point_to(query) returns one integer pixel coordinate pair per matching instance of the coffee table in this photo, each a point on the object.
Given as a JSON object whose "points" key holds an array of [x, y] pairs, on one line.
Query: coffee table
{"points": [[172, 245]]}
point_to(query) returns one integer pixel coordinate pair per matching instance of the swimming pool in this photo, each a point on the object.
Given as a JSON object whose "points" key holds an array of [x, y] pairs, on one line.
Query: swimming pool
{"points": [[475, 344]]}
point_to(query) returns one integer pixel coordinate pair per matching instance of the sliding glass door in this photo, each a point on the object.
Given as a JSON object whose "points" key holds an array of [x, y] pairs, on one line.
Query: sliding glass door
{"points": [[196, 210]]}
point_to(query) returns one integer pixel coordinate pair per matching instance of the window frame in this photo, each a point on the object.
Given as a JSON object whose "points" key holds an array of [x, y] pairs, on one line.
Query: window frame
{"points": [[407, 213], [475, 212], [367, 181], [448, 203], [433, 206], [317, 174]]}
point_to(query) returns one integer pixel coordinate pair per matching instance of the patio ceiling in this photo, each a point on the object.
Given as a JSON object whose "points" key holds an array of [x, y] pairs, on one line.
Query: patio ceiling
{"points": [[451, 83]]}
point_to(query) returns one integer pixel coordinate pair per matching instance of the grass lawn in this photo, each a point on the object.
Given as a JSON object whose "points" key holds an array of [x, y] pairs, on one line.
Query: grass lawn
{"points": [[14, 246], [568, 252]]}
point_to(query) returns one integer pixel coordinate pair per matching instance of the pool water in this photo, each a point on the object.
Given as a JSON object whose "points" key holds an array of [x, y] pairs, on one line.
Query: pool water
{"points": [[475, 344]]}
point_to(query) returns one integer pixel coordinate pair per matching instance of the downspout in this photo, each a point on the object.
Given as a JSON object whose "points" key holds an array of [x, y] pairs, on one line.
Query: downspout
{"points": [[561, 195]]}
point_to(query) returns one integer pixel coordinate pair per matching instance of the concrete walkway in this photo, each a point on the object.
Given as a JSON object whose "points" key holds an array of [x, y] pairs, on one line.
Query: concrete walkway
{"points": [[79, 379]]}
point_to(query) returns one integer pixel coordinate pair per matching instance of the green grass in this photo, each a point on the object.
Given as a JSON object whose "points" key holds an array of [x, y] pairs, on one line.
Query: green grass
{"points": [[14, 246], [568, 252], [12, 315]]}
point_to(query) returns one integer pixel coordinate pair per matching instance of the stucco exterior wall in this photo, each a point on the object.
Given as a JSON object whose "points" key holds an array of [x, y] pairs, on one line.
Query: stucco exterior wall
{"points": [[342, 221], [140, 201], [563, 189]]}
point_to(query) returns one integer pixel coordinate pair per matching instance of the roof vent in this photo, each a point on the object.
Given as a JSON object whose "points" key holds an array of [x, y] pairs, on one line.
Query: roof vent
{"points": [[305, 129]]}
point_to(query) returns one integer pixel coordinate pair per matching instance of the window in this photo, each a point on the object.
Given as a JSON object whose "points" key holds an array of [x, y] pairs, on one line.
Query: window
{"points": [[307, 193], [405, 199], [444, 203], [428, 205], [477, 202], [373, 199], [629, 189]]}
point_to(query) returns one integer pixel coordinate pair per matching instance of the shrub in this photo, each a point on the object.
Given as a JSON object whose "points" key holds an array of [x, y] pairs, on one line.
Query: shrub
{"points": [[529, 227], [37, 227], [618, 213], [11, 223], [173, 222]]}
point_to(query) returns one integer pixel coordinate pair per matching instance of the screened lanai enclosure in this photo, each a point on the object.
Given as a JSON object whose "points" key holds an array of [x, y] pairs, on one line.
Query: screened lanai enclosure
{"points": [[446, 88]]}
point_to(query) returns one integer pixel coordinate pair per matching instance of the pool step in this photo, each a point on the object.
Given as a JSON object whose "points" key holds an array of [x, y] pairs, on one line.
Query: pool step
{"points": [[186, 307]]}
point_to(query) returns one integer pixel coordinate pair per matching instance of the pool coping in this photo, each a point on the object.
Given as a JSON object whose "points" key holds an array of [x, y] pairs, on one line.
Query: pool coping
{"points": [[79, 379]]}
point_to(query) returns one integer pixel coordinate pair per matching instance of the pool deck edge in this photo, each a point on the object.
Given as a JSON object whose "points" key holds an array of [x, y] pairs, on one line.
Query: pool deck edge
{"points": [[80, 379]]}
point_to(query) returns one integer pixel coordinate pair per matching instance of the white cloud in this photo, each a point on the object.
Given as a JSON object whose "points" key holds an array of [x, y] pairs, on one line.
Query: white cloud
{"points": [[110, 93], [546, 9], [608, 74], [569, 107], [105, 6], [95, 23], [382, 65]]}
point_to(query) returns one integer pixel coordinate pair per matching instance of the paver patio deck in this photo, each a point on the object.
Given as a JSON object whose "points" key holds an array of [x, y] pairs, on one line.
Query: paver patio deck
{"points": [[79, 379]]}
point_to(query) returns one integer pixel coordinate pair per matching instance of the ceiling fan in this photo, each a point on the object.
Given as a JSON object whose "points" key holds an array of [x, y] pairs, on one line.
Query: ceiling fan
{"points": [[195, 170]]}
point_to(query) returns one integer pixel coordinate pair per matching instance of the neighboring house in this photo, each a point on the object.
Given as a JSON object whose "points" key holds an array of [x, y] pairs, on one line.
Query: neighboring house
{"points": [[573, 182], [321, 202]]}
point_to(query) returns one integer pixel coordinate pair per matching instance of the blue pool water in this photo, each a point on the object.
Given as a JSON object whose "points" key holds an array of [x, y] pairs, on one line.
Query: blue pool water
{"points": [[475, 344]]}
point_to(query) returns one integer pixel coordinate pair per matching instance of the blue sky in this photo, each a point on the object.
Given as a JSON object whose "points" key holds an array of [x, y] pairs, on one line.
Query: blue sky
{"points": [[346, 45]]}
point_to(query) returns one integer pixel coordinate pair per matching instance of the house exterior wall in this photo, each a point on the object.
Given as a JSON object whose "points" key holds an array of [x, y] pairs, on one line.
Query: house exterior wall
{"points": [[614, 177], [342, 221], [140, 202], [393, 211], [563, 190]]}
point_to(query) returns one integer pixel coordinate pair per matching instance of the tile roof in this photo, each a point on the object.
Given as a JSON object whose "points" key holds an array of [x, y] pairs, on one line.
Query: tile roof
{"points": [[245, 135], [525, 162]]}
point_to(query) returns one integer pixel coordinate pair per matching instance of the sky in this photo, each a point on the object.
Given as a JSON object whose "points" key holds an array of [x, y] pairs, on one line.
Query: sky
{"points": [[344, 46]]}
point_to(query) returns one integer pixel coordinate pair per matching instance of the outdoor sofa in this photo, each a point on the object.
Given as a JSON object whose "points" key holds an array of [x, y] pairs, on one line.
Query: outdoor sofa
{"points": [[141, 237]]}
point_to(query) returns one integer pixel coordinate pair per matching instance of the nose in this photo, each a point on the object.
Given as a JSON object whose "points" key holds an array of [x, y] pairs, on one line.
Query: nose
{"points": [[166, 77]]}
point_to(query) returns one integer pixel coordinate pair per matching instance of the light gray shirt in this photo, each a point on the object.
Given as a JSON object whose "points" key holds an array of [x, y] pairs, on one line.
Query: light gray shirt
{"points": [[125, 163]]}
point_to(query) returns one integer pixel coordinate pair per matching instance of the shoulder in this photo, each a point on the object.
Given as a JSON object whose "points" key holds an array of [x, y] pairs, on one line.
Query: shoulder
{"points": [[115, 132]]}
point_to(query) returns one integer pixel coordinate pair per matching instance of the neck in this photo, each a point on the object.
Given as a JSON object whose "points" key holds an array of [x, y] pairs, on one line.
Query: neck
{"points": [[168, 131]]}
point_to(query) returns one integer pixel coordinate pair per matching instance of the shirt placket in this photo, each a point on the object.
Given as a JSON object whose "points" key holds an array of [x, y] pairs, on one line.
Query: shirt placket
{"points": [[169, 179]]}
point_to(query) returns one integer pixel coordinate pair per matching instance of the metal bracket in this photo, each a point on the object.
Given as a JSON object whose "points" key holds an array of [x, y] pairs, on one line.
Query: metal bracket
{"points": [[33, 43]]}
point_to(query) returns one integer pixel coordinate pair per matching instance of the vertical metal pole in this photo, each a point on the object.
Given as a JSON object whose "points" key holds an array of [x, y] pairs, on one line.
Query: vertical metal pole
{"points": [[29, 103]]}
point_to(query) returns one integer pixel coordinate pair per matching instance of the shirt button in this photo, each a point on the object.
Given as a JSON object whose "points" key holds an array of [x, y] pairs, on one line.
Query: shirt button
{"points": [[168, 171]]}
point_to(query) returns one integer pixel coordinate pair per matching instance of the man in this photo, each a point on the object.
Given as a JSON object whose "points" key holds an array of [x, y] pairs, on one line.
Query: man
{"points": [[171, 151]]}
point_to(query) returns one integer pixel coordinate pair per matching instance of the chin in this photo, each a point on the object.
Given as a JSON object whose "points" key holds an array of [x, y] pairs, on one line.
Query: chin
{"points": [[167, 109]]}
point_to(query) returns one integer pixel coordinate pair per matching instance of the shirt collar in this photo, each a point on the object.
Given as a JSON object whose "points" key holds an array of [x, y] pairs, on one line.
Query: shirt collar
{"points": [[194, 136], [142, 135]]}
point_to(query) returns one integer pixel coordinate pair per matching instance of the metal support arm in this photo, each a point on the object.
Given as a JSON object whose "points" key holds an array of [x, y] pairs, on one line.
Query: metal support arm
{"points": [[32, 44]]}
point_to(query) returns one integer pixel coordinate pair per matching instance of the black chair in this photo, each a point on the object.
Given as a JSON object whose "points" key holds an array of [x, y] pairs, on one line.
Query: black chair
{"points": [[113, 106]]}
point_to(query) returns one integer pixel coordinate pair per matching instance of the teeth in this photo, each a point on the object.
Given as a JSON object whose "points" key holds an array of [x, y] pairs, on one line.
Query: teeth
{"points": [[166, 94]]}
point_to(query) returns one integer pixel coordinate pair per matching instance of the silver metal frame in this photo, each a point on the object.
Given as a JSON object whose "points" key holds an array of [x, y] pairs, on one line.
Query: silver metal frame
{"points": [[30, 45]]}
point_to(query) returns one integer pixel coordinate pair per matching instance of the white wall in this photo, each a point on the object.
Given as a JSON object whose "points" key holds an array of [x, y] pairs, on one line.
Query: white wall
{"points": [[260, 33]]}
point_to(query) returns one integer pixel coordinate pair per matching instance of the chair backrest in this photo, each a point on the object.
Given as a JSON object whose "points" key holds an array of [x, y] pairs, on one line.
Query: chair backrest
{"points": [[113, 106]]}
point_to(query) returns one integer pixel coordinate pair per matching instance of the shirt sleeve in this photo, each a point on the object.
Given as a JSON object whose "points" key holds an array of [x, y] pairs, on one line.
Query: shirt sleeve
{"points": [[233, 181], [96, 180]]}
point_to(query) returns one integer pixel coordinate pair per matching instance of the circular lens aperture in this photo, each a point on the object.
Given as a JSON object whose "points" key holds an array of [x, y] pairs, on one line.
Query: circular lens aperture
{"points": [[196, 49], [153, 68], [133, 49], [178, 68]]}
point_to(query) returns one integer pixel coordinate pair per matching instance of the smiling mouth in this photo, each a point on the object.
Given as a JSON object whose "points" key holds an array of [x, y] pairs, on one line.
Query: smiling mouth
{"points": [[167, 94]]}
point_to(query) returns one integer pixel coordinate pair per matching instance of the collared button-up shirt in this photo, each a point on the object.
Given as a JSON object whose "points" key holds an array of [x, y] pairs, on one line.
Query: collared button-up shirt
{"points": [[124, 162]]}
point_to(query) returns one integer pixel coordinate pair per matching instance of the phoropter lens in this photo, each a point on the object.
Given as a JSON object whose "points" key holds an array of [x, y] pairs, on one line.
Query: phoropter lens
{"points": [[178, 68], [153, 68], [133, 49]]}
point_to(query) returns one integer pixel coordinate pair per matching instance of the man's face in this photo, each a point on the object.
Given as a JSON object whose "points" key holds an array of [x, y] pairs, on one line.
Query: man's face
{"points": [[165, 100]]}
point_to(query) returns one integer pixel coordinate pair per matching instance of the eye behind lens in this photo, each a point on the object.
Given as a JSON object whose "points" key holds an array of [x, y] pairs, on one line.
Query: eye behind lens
◆ ◆ ◆ ◆ ◆ ◆ ◆
▸ Problem description:
Return, unchanged, everything in the listing above from the line containing "of the man's" down to the final line, with both of those lines included.

▸ Task result:
point_to(query) returns one integer pixel coordinate pair per matching instance of the man's face in this photo, each a point on the object.
Given as a JSON object whose "points" key holds an array of [x, y] pairs, on one line.
Query: man's face
{"points": [[165, 100]]}
point_to(query) returns one integer pixel coordinate pair per matching instance of the eye behind lens in this photo, each a point on the object.
Given as a JSON object whose "points" key holds an array of [x, y] pairs, on one line.
Query: eye behind lens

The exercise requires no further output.